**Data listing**
# # # #

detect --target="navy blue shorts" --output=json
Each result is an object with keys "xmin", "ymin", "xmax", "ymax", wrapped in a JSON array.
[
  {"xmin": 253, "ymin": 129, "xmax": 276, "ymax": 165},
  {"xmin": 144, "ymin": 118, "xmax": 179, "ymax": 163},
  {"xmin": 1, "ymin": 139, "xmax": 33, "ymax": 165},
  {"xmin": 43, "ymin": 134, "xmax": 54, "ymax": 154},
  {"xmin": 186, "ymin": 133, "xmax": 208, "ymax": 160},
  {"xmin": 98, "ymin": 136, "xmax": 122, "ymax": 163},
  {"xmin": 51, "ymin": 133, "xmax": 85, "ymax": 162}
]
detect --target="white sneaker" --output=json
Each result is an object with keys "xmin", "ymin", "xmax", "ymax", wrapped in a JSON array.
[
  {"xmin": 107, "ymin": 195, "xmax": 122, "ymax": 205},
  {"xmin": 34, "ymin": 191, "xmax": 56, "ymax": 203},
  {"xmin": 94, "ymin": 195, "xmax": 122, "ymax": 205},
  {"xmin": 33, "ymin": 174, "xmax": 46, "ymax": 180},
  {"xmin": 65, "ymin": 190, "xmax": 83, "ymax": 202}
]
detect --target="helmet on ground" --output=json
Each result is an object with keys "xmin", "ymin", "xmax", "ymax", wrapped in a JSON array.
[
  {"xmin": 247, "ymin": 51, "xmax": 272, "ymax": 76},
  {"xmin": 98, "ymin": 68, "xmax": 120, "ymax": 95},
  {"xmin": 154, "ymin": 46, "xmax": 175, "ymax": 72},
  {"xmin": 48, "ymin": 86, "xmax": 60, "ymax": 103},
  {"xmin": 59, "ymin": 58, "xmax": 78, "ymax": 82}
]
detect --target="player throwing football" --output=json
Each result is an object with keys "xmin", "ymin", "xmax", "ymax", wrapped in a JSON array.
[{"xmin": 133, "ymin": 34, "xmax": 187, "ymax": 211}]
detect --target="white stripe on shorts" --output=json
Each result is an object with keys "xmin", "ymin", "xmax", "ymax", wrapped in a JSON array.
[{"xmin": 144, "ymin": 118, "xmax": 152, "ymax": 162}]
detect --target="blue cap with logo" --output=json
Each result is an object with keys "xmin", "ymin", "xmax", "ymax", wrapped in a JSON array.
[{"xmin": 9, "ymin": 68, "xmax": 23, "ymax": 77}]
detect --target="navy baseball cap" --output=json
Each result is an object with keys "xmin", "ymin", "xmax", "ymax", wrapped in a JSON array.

# # # #

**Task description**
All of the records must be repeated exactly.

**Answer for this exercise**
detect --target="navy blue shorts" --output=json
Each result is an object with keys "xmin", "ymin", "xmax", "ymax", wrapped in a JSON array.
[
  {"xmin": 253, "ymin": 129, "xmax": 276, "ymax": 165},
  {"xmin": 144, "ymin": 118, "xmax": 179, "ymax": 163},
  {"xmin": 1, "ymin": 139, "xmax": 33, "ymax": 165},
  {"xmin": 43, "ymin": 134, "xmax": 54, "ymax": 154},
  {"xmin": 186, "ymin": 133, "xmax": 208, "ymax": 160},
  {"xmin": 98, "ymin": 136, "xmax": 122, "ymax": 163},
  {"xmin": 51, "ymin": 133, "xmax": 85, "ymax": 162}
]
detect --target="white sneaker" --output=json
Each result is an object with keys "xmin", "ymin", "xmax", "ymax", wrapped in a JSON array.
[
  {"xmin": 107, "ymin": 195, "xmax": 122, "ymax": 205},
  {"xmin": 34, "ymin": 191, "xmax": 56, "ymax": 203},
  {"xmin": 94, "ymin": 195, "xmax": 122, "ymax": 205},
  {"xmin": 33, "ymin": 174, "xmax": 46, "ymax": 180},
  {"xmin": 65, "ymin": 190, "xmax": 83, "ymax": 202}
]
detect --target="helmet on ground" --output=json
Each result is an object with keys "xmin", "ymin", "xmax", "ymax", wrapped in a JSON array.
[
  {"xmin": 247, "ymin": 51, "xmax": 272, "ymax": 76},
  {"xmin": 98, "ymin": 68, "xmax": 120, "ymax": 95},
  {"xmin": 154, "ymin": 46, "xmax": 175, "ymax": 72},
  {"xmin": 48, "ymin": 86, "xmax": 60, "ymax": 103},
  {"xmin": 59, "ymin": 58, "xmax": 78, "ymax": 82}
]
detect --target="player throwing football" --output=json
Each result is an object with keys "xmin", "ymin", "xmax", "ymax", wrapped in a JSON array.
[{"xmin": 133, "ymin": 34, "xmax": 187, "ymax": 211}]
detect --target="white stripe on shorts" --output=json
Each result is an object with keys "xmin", "ymin", "xmax", "ymax", wrapped in a JSON array.
[{"xmin": 144, "ymin": 118, "xmax": 152, "ymax": 162}]
detect --target="blue cap with logo" --output=json
Each result is an object with keys "xmin", "ymin", "xmax", "ymax", wrapped in a JSON array.
[{"xmin": 9, "ymin": 68, "xmax": 23, "ymax": 77}]
detect --target="navy baseball cap" --output=json
Each result is an object with keys "xmin", "ymin", "xmax", "ymax", wrapped in a JSON array.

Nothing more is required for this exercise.